= TASK REQUIREMENTS =
Once the pictures are removed, reproduce what is left of the data below exactly.

[Stored data entries]
-- Opening Marker --

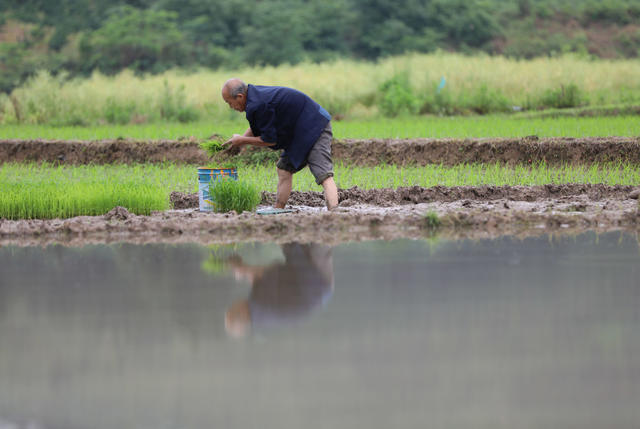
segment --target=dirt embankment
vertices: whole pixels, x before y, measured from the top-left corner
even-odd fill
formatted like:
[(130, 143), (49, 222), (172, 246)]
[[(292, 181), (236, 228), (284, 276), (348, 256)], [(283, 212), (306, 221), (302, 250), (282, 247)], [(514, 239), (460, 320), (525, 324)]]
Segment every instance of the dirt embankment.
[[(602, 184), (566, 184), (540, 186), (421, 186), (400, 187), (397, 189), (360, 189), (357, 186), (338, 190), (338, 201), (341, 207), (358, 204), (390, 207), (394, 205), (420, 204), (431, 202), (495, 200), (507, 201), (541, 201), (546, 199), (562, 199), (584, 197), (590, 201), (609, 201), (638, 199), (640, 187)], [(171, 193), (171, 203), (176, 209), (198, 207), (198, 194)], [(263, 192), (262, 204), (273, 204), (275, 193)], [(291, 192), (289, 204), (293, 206), (323, 207), (322, 192)]]
[(73, 165), (164, 161), (201, 164), (208, 157), (197, 143), (188, 141), (0, 140), (0, 163), (42, 161)]
[(337, 159), (355, 165), (456, 165), (463, 163), (550, 165), (629, 162), (640, 164), (640, 138), (343, 140)]
[[(586, 188), (579, 192), (572, 186)], [(332, 212), (319, 207), (317, 193), (296, 193), (290, 200), (294, 213), (271, 216), (247, 212), (201, 213), (197, 209), (137, 216), (118, 207), (104, 216), (0, 219), (0, 245), (82, 245), (118, 241), (315, 241), (336, 244), (435, 234), (451, 238), (487, 238), (504, 234), (578, 233), (584, 229), (624, 229), (640, 233), (640, 187), (563, 185), (534, 188), (487, 187), (475, 191), (473, 188), (448, 191), (434, 188), (362, 191), (352, 188), (341, 191), (342, 201)], [(271, 198), (272, 194), (265, 194), (263, 201)]]
[[(373, 139), (334, 140), (335, 161), (374, 166), (461, 163), (550, 165), (628, 162), (640, 164), (640, 137), (501, 139)], [(220, 161), (255, 159), (267, 149), (245, 148), (240, 154), (222, 154)], [(269, 157), (257, 157), (269, 159)], [(44, 141), (0, 140), (0, 163), (47, 161), (65, 164), (109, 164), (171, 161), (207, 164), (205, 152), (193, 141), (105, 140)], [(269, 161), (268, 161), (269, 162)]]

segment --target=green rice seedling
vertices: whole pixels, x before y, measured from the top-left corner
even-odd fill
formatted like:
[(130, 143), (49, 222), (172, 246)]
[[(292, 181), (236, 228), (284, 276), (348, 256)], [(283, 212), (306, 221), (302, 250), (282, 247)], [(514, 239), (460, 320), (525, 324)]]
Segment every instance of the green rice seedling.
[(226, 213), (234, 210), (236, 213), (253, 211), (260, 204), (259, 188), (244, 180), (222, 179), (209, 185), (209, 195), (214, 201), (214, 210)]
[(436, 212), (428, 211), (424, 215), (424, 223), (427, 228), (435, 229), (438, 228), (442, 222), (440, 221), (440, 218), (438, 217), (438, 214)]
[(224, 144), (223, 139), (215, 138), (211, 140), (201, 141), (200, 148), (203, 149), (205, 152), (207, 152), (207, 155), (209, 155), (209, 158), (211, 158), (221, 150), (224, 150), (223, 144)]
[(169, 208), (168, 189), (184, 190), (180, 176), (171, 165), (166, 170), (160, 166), (147, 170), (141, 166), (3, 164), (0, 218), (102, 215), (115, 206), (146, 215)]
[[(480, 138), (480, 137), (606, 137), (638, 136), (637, 115), (607, 117), (524, 117), (488, 115), (482, 117), (401, 116), (332, 121), (336, 139), (370, 138)], [(0, 125), (5, 139), (102, 140), (118, 137), (135, 140), (198, 140), (217, 133), (242, 132), (247, 122), (234, 121), (52, 127), (48, 125)], [(276, 153), (264, 150), (260, 153)], [(258, 152), (256, 152), (258, 153)]]
[(96, 216), (123, 206), (136, 214), (166, 210), (166, 195), (152, 186), (78, 183), (60, 187), (55, 183), (14, 185), (0, 195), (0, 217), (6, 219), (53, 219)]
[[(278, 178), (275, 167), (240, 164), (242, 183), (253, 187), (253, 210), (260, 192), (274, 192)], [(337, 163), (335, 180), (339, 188), (363, 189), (399, 186), (478, 186), (545, 185), (563, 183), (604, 183), (634, 185), (640, 183), (640, 167), (631, 164), (592, 166), (548, 166), (544, 163), (520, 166), (494, 164), (426, 165), (401, 167), (379, 165), (358, 167)], [(228, 181), (233, 182), (233, 181)], [(235, 182), (234, 182), (235, 183)], [(214, 190), (222, 191), (224, 182)], [(231, 185), (233, 186), (233, 184)], [(50, 164), (0, 165), (0, 218), (64, 218), (100, 215), (116, 205), (137, 214), (169, 208), (172, 191), (197, 193), (194, 166), (177, 164), (138, 164), (100, 166), (53, 166)], [(313, 175), (303, 170), (293, 177), (296, 191), (318, 191)], [(233, 201), (234, 197), (228, 200)], [(237, 194), (241, 194), (238, 192)], [(248, 198), (249, 200), (251, 198)], [(231, 207), (228, 210), (237, 210)]]

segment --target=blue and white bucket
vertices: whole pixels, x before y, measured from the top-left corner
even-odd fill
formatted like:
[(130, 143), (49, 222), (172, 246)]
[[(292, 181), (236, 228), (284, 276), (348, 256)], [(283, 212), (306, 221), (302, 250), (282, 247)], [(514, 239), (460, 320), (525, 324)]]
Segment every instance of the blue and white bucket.
[(218, 180), (232, 179), (238, 180), (238, 169), (236, 168), (198, 168), (198, 199), (201, 212), (214, 211), (214, 201), (211, 198), (209, 189), (215, 186)]

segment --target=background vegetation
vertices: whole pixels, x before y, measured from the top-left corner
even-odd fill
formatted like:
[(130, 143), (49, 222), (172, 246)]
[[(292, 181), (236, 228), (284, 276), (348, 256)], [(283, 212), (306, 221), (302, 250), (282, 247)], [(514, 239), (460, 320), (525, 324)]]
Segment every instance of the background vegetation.
[(41, 71), (0, 94), (0, 124), (100, 125), (244, 121), (220, 97), (230, 76), (298, 88), (337, 119), (508, 113), (640, 103), (640, 60), (565, 55), (532, 60), (437, 52), (376, 63), (335, 60), (138, 76)]
[(437, 49), (637, 58), (637, 0), (4, 0), (0, 91), (37, 70), (238, 69)]

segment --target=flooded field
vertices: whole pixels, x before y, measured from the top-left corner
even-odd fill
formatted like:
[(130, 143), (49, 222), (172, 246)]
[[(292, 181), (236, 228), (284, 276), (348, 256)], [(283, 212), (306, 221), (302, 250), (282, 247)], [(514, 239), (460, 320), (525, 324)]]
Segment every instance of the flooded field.
[(634, 428), (637, 234), (0, 247), (0, 428)]

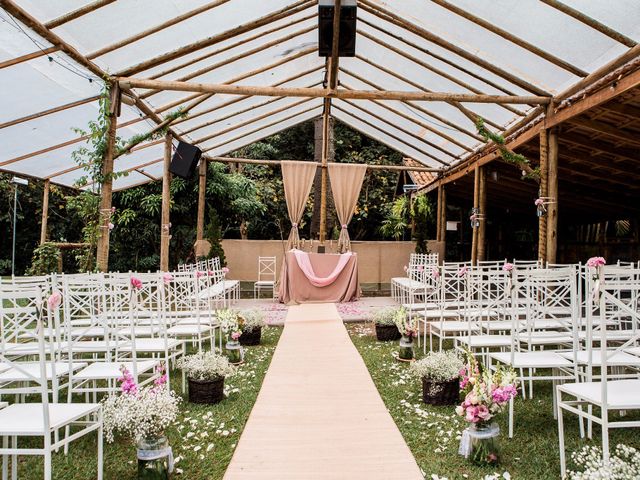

-- Closing Marker --

= WRITTEN REPLY =
segment --target=dirt embankment
vertices: whole pixels, x before y, measured from the top-left corner
even-odd fill
formatted like:
[(130, 143), (49, 222), (172, 246)]
[[(292, 181), (236, 228), (284, 276), (348, 256)], [(283, 212), (306, 221), (302, 250), (282, 247)], [(514, 239), (460, 320), (525, 324)]]
Segment every instance of the dirt embankment.
[[(602, 184), (566, 184), (540, 186), (421, 186), (400, 187), (397, 189), (360, 189), (357, 186), (338, 190), (338, 201), (341, 207), (358, 204), (390, 207), (394, 205), (420, 204), (431, 202), (495, 200), (507, 201), (541, 201), (546, 199), (562, 199), (584, 197), (590, 201), (609, 201), (638, 199), (640, 187)], [(171, 193), (171, 203), (176, 209), (198, 207), (198, 194)], [(263, 192), (262, 204), (273, 204), (275, 193)], [(291, 192), (289, 204), (293, 206), (323, 207), (322, 192)]]
[(73, 165), (164, 161), (201, 164), (208, 157), (197, 143), (188, 141), (0, 140), (0, 163), (42, 161)]
[(337, 159), (355, 165), (456, 165), (463, 163), (550, 165), (629, 162), (640, 164), (640, 138), (343, 140)]
[[(586, 188), (579, 192), (572, 186)], [(332, 212), (319, 207), (317, 193), (296, 193), (290, 200), (294, 213), (271, 216), (247, 212), (201, 213), (197, 209), (137, 216), (118, 207), (104, 216), (0, 219), (0, 245), (82, 245), (118, 241), (315, 241), (336, 244), (435, 234), (451, 238), (487, 238), (504, 234), (578, 233), (584, 229), (624, 229), (640, 233), (640, 187), (563, 185), (534, 188), (487, 187), (475, 191), (473, 188), (448, 191), (434, 188), (362, 191), (352, 188), (341, 191), (342, 201)], [(271, 198), (272, 194), (265, 194), (263, 201)]]
[[(373, 139), (334, 140), (335, 161), (374, 166), (461, 163), (550, 165), (628, 162), (640, 164), (640, 137), (501, 139)], [(220, 161), (255, 159), (267, 149), (245, 148), (240, 154), (222, 154)], [(269, 157), (257, 157), (269, 159)], [(44, 141), (0, 140), (0, 163), (47, 161), (65, 164), (109, 164), (171, 161), (207, 164), (205, 152), (193, 141), (105, 140)], [(269, 161), (268, 161), (269, 162)]]

segment --target=green rice seedling
vertices: whole pixels, x before y, measured from the top-left corner
even-odd fill
formatted like:
[(130, 143), (49, 222), (172, 246)]
[[(292, 181), (236, 228), (284, 276), (348, 256)], [(283, 212), (306, 221), (302, 250), (282, 247)], [(514, 239), (460, 320), (525, 324)]]
Segment every instance of the green rice seedling.
[(226, 213), (234, 210), (236, 213), (253, 211), (260, 204), (259, 188), (244, 180), (222, 179), (209, 185), (209, 195), (214, 201), (214, 210)]
[(436, 212), (428, 211), (424, 215), (424, 223), (427, 228), (435, 229), (438, 228), (442, 222), (440, 221), (440, 218), (438, 217), (438, 214)]
[(224, 144), (223, 139), (215, 138), (211, 140), (201, 141), (200, 148), (203, 149), (205, 152), (207, 152), (207, 155), (209, 155), (209, 158), (211, 158), (221, 150), (224, 150), (223, 144)]
[(169, 208), (168, 189), (184, 190), (180, 176), (171, 165), (166, 170), (160, 166), (147, 170), (141, 166), (3, 164), (0, 218), (102, 215), (115, 206), (146, 215)]
[[(480, 138), (480, 137), (606, 137), (638, 136), (637, 115), (607, 117), (524, 117), (488, 115), (482, 117), (401, 116), (332, 121), (336, 139), (370, 138)], [(0, 125), (5, 139), (102, 140), (118, 137), (135, 140), (198, 140), (217, 133), (242, 132), (247, 122), (234, 121), (52, 127), (48, 125)], [(276, 153), (264, 150), (260, 153)], [(258, 152), (256, 152), (258, 153)]]
[(96, 216), (123, 206), (136, 214), (166, 210), (166, 195), (152, 186), (78, 183), (60, 187), (55, 183), (14, 185), (0, 195), (0, 217), (6, 219), (53, 219)]
[[(278, 178), (275, 167), (240, 164), (242, 183), (253, 187), (253, 210), (260, 192), (274, 192)], [(337, 163), (335, 180), (339, 188), (363, 189), (399, 186), (478, 186), (545, 185), (563, 183), (604, 183), (634, 185), (640, 183), (640, 167), (631, 164), (592, 166), (548, 166), (544, 163), (520, 166), (494, 164), (426, 165), (401, 167), (379, 165), (358, 167)], [(228, 181), (233, 182), (233, 181)], [(235, 182), (234, 182), (235, 183)], [(214, 190), (222, 191), (224, 182)], [(231, 185), (233, 186), (233, 184)], [(50, 164), (0, 165), (0, 218), (64, 218), (100, 215), (116, 205), (137, 214), (169, 208), (172, 191), (197, 193), (194, 166), (177, 164), (138, 164), (100, 166), (53, 166)], [(313, 175), (303, 170), (293, 177), (296, 191), (318, 191)], [(233, 201), (234, 197), (228, 200)], [(237, 194), (241, 194), (238, 192)], [(248, 198), (249, 200), (251, 198)], [(231, 207), (228, 210), (237, 210)]]

segment --target=blue and white bucket
vertices: whole pixels, x before y, measured from the top-left corner
even-odd fill
formatted like:
[(130, 143), (49, 222), (172, 246)]
[[(292, 181), (236, 228), (284, 276), (348, 256)], [(283, 212), (306, 221), (302, 250), (282, 247)], [(514, 239), (460, 320), (525, 324)]]
Segment every instance of the blue and white bucket.
[(218, 180), (232, 179), (238, 180), (238, 169), (236, 168), (198, 168), (198, 199), (201, 212), (214, 211), (214, 201), (211, 198), (209, 189), (215, 186)]

segment --target=background vegetation
vertices: whole pixels, x before y, measured from the top-left corner
even-odd fill
formatted like:
[(130, 143), (49, 222), (172, 246)]
[[(292, 181), (236, 228), (284, 276), (348, 256)], [(283, 212), (306, 221), (302, 250), (282, 247)], [(514, 239), (460, 320), (525, 324)]]
Segment every instance of the background vegetation.
[(41, 71), (0, 94), (0, 124), (100, 125), (244, 121), (220, 97), (230, 76), (298, 88), (337, 119), (508, 113), (640, 103), (640, 60), (565, 55), (532, 60), (437, 52), (376, 63), (335, 60), (138, 76)]
[(437, 49), (637, 58), (637, 0), (4, 0), (0, 91), (37, 70), (238, 69)]

segment --target=flooded field
vertices: whole pixels, x before y, measured from the top-left corner
even-odd fill
formatted like:
[(130, 143), (49, 222), (172, 246)]
[[(292, 181), (236, 228), (284, 276), (348, 256)], [(283, 212), (306, 221), (302, 250), (282, 247)], [(514, 239), (460, 320), (525, 324)]]
Segment every instance of the flooded field.
[(634, 428), (637, 234), (0, 247), (0, 428)]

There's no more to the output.